TEXT PASSAGE:
-- begin --

Ed will read from his new book at SoCo Coffee, 1015 Fourth Street, Santa Rosa, on Saturday, May 23 at 5 PM. He’ll be reading with two other Sonoma County greats: Poet Laureate Katherine Hastings and poet and playwright David Beckman.
AWP Report
Last month, Jean Heglund, Abby Bogomolny, Iris Dunkle, Susan Raines, and I were among the writers from Sonoma County who traveled to Minneapolis for the Associated Writing Program’s annual conference. 13,000 writers descended on the eminently hospitable Twin Cities. Drought-parched Californians rushed to the windows of the conference center one afternoon when the rain shifted to snow. Minnesotans don’t take pictures of snow. They shovel it, curse it, trudge through it, but don’t find it particularly romantic. Still, it was a hoot to see how thrilled we west coast writers were by a few flakes.
The conference opened with a welcome from Minneapolis’s mayor, Betsy Hodges. She read “Half-Finished Heaven,” by Tomas Tranströmer to start, confessed to being a writer of YA fiction herself, and to starting her day with poetry. She was smart, witty, and ironic, and I thought, “I want a mayor like that!” The keynote speaker was the young Karen Russell, author of Swamplandia! We older folk grumbled a bit about her youth, but she gave a good talk about the importance of creative play.
After that, the conference was off and running. The highlight for me was “Keeping Our Small Boat Afloat: A Tribute to Robert Bly,” which drew a standing-room-only crowd. Bly, whose News of the Universe and his many translations, including Rilke, Transtromer, and Montale, helped shape the poetic imagination of a generation. Frail at 89, Bly sat in front while writers, singers and a magician reflected on Bly’s influence on poetry and American culture. At the end, Bly read a few of his poems from a new collection Like the New Moon.

-- end --

GOAL OF THE EXERCISE:
Answer these questions using the text passage above.
1. At what venue and address will Ed read from his new book?
2. Which poem did Minneapolis's mayor read to open the conference?
3. What is the title of the new collection from which Robert Bly read at the end of the tribute?

RECORDS:
-- begin --

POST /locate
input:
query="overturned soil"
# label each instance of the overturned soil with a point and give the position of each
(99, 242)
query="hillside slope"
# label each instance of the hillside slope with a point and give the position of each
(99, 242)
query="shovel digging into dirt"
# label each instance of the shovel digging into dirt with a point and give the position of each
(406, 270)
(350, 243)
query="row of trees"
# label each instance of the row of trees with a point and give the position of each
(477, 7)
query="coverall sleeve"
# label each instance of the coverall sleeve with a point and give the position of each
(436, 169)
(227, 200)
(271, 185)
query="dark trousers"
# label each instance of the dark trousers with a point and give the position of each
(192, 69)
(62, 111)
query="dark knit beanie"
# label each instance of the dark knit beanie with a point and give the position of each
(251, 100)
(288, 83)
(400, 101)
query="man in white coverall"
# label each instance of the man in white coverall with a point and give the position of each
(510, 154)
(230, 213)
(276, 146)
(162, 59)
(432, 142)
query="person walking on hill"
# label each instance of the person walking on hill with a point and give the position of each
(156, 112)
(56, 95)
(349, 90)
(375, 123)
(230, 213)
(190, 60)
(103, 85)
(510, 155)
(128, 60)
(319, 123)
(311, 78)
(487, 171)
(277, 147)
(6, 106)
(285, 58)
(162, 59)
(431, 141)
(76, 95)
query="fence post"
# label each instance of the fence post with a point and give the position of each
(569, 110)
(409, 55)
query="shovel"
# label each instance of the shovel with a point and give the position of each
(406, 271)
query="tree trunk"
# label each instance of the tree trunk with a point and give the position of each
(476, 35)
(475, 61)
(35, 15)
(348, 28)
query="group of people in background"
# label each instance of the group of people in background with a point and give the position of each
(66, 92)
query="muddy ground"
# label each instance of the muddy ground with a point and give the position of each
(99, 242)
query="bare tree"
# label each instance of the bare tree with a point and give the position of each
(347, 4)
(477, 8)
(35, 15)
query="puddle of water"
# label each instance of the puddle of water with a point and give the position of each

-- end --

FINISHED TASK:
1. SoCo Coffee, 1015 Fourth Street, Santa Rosa
2. "Half-Finished Heaven," by Tomas Tranströmer
3. *Like the New Moon*